* [Directive]: Retype all of the records below line for line, with no changes. Leave the pictures out of your copy.

----------

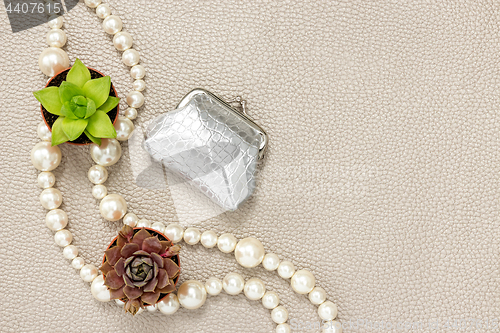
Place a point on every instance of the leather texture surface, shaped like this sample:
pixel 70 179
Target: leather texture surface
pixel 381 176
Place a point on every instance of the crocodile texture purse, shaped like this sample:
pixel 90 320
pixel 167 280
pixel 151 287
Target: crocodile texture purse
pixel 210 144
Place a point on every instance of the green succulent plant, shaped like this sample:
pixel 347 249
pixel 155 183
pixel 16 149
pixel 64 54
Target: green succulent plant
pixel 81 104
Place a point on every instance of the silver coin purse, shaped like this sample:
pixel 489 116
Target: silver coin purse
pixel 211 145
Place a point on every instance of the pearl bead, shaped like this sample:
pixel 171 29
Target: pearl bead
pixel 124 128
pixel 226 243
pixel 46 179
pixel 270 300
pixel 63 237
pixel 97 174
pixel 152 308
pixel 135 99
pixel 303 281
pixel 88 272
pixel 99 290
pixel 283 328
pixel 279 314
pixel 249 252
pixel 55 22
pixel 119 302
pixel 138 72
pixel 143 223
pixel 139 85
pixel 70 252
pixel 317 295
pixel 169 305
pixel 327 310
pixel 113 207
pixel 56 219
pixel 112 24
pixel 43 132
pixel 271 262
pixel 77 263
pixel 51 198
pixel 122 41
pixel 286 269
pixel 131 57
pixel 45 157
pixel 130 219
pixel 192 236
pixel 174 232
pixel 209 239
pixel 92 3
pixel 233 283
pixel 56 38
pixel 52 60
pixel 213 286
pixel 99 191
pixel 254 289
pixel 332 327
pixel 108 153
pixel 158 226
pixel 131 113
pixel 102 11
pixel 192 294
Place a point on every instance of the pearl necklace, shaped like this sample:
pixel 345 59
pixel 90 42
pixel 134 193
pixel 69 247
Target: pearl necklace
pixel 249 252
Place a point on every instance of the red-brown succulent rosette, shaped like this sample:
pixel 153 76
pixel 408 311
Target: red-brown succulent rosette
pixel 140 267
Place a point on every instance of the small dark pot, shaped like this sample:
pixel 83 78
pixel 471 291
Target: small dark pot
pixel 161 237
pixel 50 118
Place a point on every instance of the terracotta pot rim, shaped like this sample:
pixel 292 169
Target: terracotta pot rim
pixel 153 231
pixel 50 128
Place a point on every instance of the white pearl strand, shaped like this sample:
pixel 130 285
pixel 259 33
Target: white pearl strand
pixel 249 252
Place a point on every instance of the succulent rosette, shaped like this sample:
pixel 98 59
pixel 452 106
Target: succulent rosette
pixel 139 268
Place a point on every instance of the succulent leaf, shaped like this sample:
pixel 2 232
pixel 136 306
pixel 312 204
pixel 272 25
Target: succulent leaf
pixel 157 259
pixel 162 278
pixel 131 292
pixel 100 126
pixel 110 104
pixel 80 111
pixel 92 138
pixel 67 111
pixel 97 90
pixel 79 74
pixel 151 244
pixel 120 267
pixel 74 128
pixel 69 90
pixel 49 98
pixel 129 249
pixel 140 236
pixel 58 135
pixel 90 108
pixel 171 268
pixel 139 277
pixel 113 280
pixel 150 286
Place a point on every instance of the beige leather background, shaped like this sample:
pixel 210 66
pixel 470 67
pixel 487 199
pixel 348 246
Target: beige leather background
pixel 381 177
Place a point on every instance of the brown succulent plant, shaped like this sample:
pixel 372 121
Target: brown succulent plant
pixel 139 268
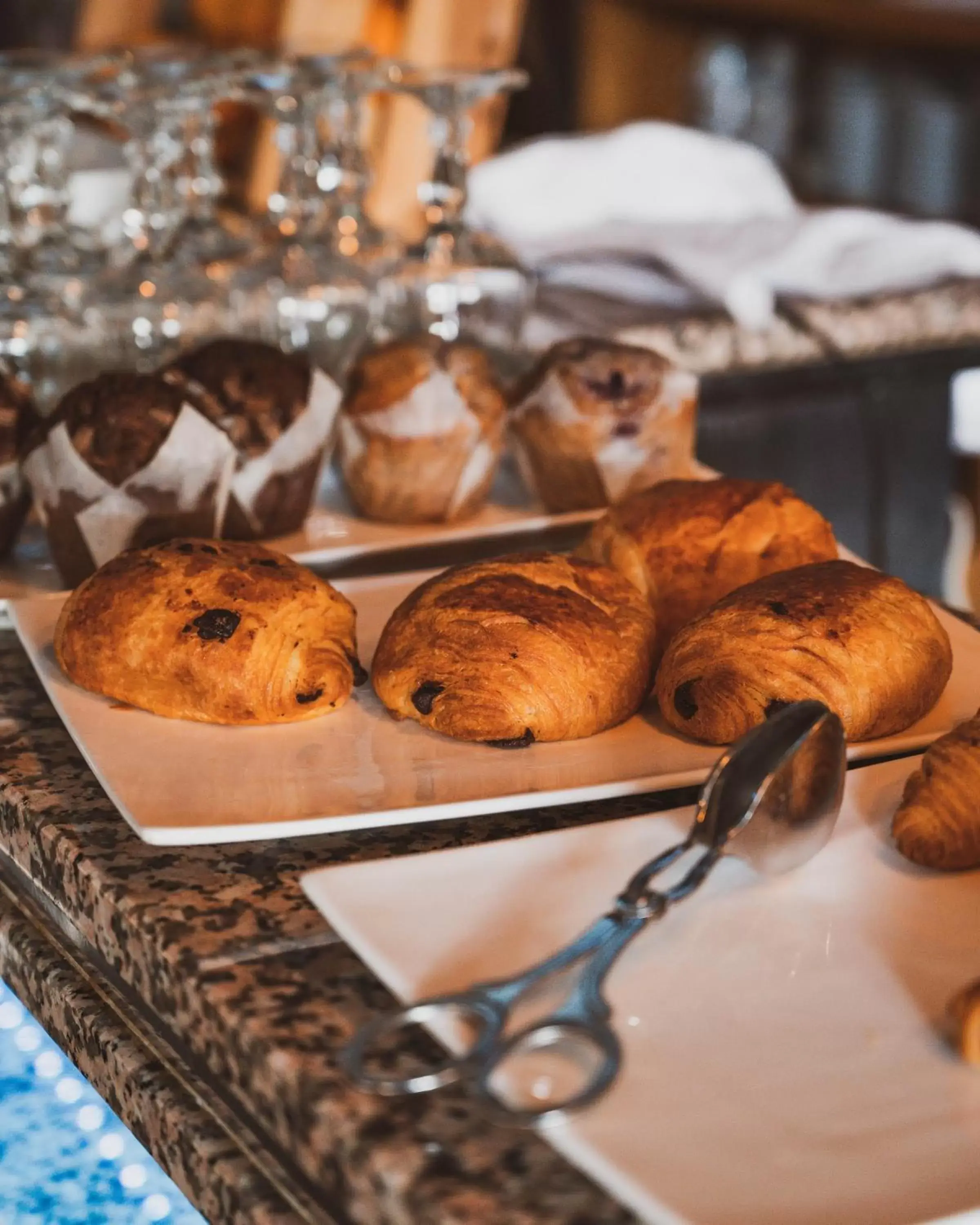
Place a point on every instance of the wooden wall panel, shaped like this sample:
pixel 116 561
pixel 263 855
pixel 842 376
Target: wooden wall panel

----------

* [The reply]:
Place a point on every instance of the leather texture surface, shaped like this sample:
pixel 70 179
Target: leather texture surface
pixel 381 176
Place a point on every instance of the crocodile texture purse, shaped like this sample:
pixel 90 320
pixel 167 280
pixel 151 287
Target: crocodile texture purse
pixel 210 144
Place a point on every instance of the green succulent plant, shaped like this sample:
pixel 347 249
pixel 155 183
pixel 16 149
pixel 64 54
Target: green succulent plant
pixel 81 104
Place a point on every instance of the silver coin purse, shaped like this sample:
pixel 489 116
Target: silver coin purse
pixel 211 145
Place a point on every instance of the pearl bead, shaped like this sample:
pixel 171 29
Target: pearl bead
pixel 124 128
pixel 226 243
pixel 46 179
pixel 270 300
pixel 63 237
pixel 97 174
pixel 152 308
pixel 135 99
pixel 303 281
pixel 88 272
pixel 99 290
pixel 283 328
pixel 279 314
pixel 249 252
pixel 55 22
pixel 119 302
pixel 138 72
pixel 143 223
pixel 139 85
pixel 70 252
pixel 317 295
pixel 169 305
pixel 327 310
pixel 113 207
pixel 56 219
pixel 112 24
pixel 43 132
pixel 271 262
pixel 77 263
pixel 51 198
pixel 122 41
pixel 286 269
pixel 131 57
pixel 45 157
pixel 130 219
pixel 192 236
pixel 174 232
pixel 209 239
pixel 92 3
pixel 233 283
pixel 56 38
pixel 52 60
pixel 213 286
pixel 99 191
pixel 254 289
pixel 332 327
pixel 108 153
pixel 158 226
pixel 131 113
pixel 102 11
pixel 192 294
Place a point on every instance of the pearl necklace, shaped like this sample:
pixel 345 59
pixel 90 42
pixel 134 193
pixel 69 247
Target: pearl necklace
pixel 249 252
Place a point on every instance of the red-brown succulent rosette, shaped like this sample:
pixel 153 76
pixel 408 311
Target: red-brown succulent rosette
pixel 140 267
Place a point on every instance of the small dark pot, shaped like this sample:
pixel 83 78
pixel 471 291
Target: small dark pot
pixel 161 237
pixel 50 118
Place a point on every instance of the terracotta pot rim, shaped like this sample:
pixel 292 169
Target: terracotta pot rim
pixel 153 231
pixel 50 128
Place a point on every instance of the white pearl strand, shaped like this sample:
pixel 130 285
pixel 259 33
Target: white pearl strand
pixel 249 252
Place a point on every instance of the succulent rosette, shaped like this sample:
pixel 98 59
pixel 452 106
Target: succulent rosette
pixel 139 268
Place a point on every instance of the succulent leaf, shaped like this sample:
pixel 2 232
pixel 136 306
pixel 312 204
pixel 272 25
Target: succulent leaf
pixel 157 259
pixel 162 278
pixel 131 292
pixel 100 126
pixel 110 104
pixel 80 111
pixel 92 138
pixel 67 111
pixel 97 90
pixel 79 74
pixel 151 244
pixel 120 267
pixel 74 128
pixel 69 90
pixel 49 98
pixel 129 249
pixel 140 236
pixel 58 135
pixel 90 108
pixel 171 268
pixel 139 277
pixel 113 280
pixel 150 286
Place a point on every instance of the beige leather background, shaped like this sample:
pixel 210 66
pixel 470 67
pixel 487 199
pixel 348 246
Target: beige leather background
pixel 381 177
Place a point on every instance of the brown succulent plant, shaped like this sample:
pixel 372 121
Target: brown succulent plant
pixel 139 268
Place a point on every instance of the wooden wall panel, shaped like this sample:
pixel 116 561
pixel 263 855
pixel 842 376
Target: wooden wall panel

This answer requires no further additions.